### [DESCRIPTION OF THE TASK]
Count up the lines below where the word "coordinates" shows up, and respond with the number alone.

Natural-language object grounding data:
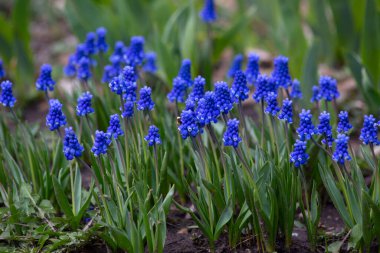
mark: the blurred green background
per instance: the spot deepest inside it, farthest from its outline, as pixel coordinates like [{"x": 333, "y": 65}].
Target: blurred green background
[{"x": 342, "y": 36}]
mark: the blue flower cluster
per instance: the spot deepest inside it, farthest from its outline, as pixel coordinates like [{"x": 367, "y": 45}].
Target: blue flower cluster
[{"x": 55, "y": 117}]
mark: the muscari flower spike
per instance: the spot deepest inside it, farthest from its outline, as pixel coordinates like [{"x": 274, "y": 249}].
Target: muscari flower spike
[
  {"x": 45, "y": 82},
  {"x": 84, "y": 104},
  {"x": 150, "y": 62},
  {"x": 70, "y": 69},
  {"x": 264, "y": 86},
  {"x": 368, "y": 134},
  {"x": 315, "y": 97},
  {"x": 343, "y": 125},
  {"x": 198, "y": 88},
  {"x": 239, "y": 88},
  {"x": 128, "y": 110},
  {"x": 71, "y": 145},
  {"x": 272, "y": 105},
  {"x": 341, "y": 153},
  {"x": 189, "y": 124},
  {"x": 235, "y": 66},
  {"x": 252, "y": 71},
  {"x": 328, "y": 88},
  {"x": 207, "y": 110},
  {"x": 135, "y": 52},
  {"x": 114, "y": 128},
  {"x": 223, "y": 97},
  {"x": 185, "y": 72},
  {"x": 299, "y": 156},
  {"x": 231, "y": 136},
  {"x": 306, "y": 128},
  {"x": 280, "y": 72},
  {"x": 101, "y": 143},
  {"x": 145, "y": 102},
  {"x": 325, "y": 129},
  {"x": 55, "y": 117},
  {"x": 153, "y": 136},
  {"x": 286, "y": 113},
  {"x": 208, "y": 13},
  {"x": 6, "y": 97},
  {"x": 101, "y": 42},
  {"x": 177, "y": 94},
  {"x": 296, "y": 89}
]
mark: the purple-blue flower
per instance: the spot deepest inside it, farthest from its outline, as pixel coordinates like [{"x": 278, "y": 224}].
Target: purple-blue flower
[
  {"x": 101, "y": 143},
  {"x": 55, "y": 118},
  {"x": 84, "y": 104},
  {"x": 328, "y": 88},
  {"x": 231, "y": 136},
  {"x": 239, "y": 88},
  {"x": 189, "y": 124},
  {"x": 198, "y": 88},
  {"x": 368, "y": 134},
  {"x": 207, "y": 110},
  {"x": 153, "y": 136},
  {"x": 306, "y": 128},
  {"x": 114, "y": 129},
  {"x": 45, "y": 82},
  {"x": 343, "y": 125},
  {"x": 286, "y": 113},
  {"x": 252, "y": 71},
  {"x": 235, "y": 65},
  {"x": 208, "y": 13},
  {"x": 6, "y": 97},
  {"x": 341, "y": 153},
  {"x": 223, "y": 97},
  {"x": 71, "y": 145},
  {"x": 299, "y": 156},
  {"x": 145, "y": 102}
]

### [THE COMPLETED TASK]
4